**What is being asked:**
Pick out every line in the items below that contains the word "light" and copy each of those lines in full.

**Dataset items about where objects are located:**
[Start]

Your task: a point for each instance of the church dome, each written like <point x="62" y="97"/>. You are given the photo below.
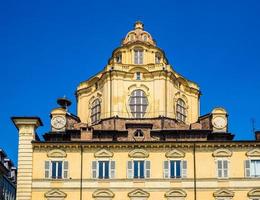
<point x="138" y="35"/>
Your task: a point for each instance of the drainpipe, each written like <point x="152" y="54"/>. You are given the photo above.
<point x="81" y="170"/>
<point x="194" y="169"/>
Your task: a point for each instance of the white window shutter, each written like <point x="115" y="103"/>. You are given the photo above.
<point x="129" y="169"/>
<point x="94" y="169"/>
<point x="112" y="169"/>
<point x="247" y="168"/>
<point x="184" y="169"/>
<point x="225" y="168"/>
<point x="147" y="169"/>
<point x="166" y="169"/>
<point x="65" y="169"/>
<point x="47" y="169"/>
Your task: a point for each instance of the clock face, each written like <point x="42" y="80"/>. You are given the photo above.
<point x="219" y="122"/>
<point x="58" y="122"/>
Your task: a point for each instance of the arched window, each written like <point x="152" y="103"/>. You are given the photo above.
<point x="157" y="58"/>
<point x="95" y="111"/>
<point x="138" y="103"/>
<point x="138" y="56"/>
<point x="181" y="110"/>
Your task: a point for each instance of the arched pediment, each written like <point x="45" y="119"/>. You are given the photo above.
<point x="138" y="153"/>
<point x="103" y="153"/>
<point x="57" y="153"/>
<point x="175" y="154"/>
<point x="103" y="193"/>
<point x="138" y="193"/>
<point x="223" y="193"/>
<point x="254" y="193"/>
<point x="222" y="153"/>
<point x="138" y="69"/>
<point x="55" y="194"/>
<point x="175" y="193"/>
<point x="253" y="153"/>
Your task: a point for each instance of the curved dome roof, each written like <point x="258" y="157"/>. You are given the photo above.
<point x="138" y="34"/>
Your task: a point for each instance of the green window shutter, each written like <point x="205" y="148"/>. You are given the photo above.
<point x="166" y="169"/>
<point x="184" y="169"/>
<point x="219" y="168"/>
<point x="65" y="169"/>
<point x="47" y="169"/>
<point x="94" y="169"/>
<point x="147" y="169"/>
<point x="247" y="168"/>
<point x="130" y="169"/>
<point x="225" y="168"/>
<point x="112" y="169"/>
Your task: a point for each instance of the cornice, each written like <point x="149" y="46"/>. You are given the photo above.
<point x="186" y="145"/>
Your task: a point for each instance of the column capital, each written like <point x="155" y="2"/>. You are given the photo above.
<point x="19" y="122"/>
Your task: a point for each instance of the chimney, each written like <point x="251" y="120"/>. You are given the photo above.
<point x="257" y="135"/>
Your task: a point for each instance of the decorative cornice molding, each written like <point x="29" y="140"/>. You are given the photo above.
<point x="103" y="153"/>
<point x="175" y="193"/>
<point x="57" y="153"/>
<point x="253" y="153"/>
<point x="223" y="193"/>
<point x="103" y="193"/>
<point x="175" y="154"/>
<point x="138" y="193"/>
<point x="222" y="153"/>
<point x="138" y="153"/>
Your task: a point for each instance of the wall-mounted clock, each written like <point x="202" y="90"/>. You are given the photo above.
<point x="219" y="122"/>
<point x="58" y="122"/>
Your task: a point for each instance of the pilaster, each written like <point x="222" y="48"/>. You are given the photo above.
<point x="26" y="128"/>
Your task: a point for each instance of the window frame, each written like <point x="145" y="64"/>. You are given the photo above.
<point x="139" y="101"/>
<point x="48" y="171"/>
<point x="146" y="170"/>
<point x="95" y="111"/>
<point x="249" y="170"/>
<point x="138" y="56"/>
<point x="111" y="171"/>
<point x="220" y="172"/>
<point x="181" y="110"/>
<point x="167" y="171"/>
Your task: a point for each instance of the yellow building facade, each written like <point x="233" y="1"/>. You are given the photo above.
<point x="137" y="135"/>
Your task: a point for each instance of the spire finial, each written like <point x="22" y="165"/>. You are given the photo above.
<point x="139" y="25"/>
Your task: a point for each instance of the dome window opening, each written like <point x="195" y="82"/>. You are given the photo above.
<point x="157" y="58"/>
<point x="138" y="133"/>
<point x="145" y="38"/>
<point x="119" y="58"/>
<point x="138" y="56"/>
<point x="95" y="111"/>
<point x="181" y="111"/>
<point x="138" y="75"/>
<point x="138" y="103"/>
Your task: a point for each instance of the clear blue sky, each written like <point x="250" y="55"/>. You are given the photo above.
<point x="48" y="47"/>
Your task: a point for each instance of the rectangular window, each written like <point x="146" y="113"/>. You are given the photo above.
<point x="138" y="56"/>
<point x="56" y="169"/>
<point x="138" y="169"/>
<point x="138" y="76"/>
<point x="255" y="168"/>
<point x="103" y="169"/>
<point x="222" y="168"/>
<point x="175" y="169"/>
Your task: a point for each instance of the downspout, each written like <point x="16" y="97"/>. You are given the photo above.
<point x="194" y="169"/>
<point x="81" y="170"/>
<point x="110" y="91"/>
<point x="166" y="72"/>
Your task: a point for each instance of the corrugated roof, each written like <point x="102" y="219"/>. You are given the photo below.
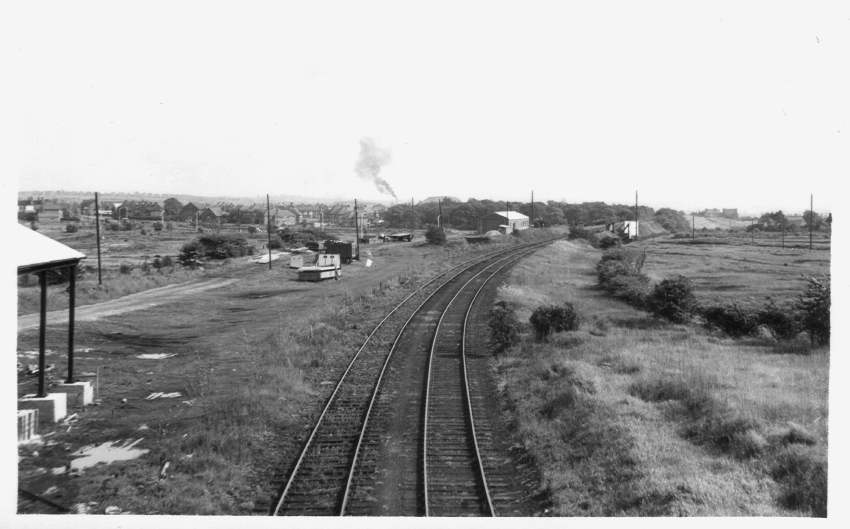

[End]
[Start]

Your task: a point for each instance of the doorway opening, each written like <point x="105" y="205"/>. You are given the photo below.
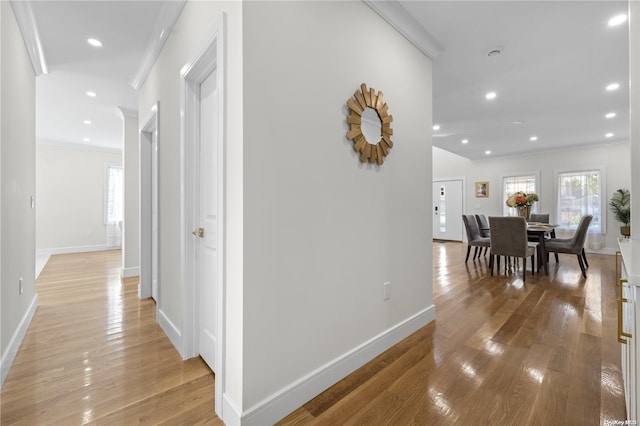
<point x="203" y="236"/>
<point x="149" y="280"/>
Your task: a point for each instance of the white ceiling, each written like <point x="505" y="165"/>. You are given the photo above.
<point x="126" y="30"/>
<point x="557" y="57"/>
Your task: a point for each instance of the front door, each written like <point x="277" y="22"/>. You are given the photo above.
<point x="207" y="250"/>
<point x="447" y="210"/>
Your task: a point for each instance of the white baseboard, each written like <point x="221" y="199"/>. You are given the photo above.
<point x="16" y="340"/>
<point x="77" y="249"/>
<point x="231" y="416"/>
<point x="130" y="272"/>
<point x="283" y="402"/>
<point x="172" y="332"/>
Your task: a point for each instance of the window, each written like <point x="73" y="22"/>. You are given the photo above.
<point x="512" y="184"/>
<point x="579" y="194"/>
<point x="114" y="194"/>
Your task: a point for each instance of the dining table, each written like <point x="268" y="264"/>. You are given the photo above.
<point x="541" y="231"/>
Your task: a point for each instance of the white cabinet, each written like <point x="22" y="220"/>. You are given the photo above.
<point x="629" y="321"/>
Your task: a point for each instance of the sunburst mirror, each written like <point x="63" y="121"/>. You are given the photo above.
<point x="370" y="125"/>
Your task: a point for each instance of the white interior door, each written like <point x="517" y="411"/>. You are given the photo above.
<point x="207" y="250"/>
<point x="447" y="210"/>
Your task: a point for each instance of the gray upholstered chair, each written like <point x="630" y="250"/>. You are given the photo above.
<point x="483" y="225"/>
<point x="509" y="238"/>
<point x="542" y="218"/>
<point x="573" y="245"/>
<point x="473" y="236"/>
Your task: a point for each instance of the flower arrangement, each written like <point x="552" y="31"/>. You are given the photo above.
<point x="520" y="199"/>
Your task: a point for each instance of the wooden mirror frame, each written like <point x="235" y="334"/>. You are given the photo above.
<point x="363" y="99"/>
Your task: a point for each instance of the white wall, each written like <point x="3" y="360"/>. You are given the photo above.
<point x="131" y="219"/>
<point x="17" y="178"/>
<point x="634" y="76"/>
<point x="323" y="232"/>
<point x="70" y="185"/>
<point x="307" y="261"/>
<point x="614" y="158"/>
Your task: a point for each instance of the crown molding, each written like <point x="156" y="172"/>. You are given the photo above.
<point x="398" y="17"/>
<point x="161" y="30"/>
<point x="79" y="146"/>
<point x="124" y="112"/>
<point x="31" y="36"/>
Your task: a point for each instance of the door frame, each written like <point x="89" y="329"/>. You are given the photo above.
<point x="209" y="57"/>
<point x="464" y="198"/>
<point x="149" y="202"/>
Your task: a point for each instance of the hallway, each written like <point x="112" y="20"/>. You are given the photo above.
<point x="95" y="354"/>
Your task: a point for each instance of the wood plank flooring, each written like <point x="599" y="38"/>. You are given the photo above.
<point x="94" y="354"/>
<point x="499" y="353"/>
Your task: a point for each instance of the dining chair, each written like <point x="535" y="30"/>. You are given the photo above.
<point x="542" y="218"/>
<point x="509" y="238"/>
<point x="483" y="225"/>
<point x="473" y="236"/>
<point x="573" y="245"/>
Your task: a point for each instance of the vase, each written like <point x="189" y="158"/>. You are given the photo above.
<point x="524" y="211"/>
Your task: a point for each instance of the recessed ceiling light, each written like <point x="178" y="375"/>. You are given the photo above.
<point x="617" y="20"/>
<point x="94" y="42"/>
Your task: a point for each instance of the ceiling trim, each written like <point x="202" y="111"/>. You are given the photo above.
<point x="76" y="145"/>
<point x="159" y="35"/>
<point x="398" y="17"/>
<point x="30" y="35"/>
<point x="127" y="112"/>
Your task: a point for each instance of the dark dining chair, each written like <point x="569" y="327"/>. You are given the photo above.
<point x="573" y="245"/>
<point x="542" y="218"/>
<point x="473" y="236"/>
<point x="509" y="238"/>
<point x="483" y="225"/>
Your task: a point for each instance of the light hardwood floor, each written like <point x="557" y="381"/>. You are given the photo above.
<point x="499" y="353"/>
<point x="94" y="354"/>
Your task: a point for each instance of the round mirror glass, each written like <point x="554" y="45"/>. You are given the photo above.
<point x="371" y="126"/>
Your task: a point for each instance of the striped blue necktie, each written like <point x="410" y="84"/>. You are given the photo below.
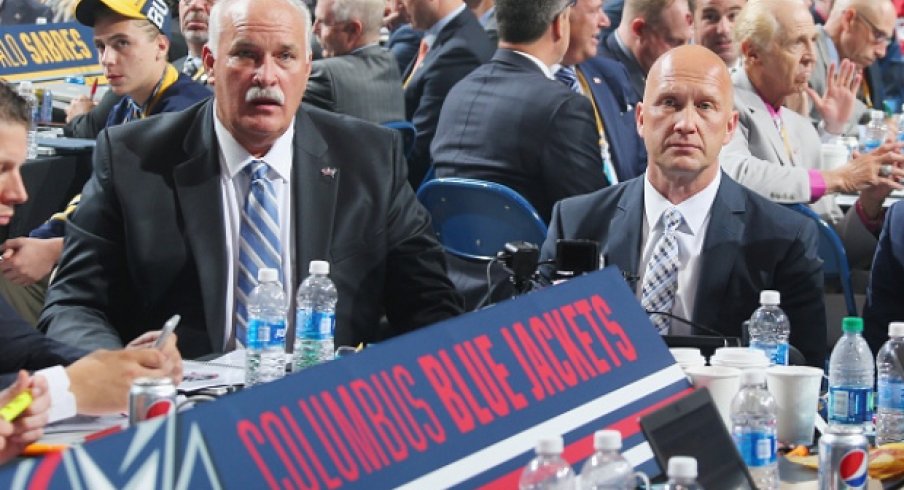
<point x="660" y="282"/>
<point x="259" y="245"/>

[End]

**Right answer:**
Your task: a point for each instance of the recessed ceiling light, each written like <point x="178" y="375"/>. You are given the photo above.
Your task: a point for each instance of the light hardwood floor, each written like <point x="557" y="381"/>. You are given the photo above.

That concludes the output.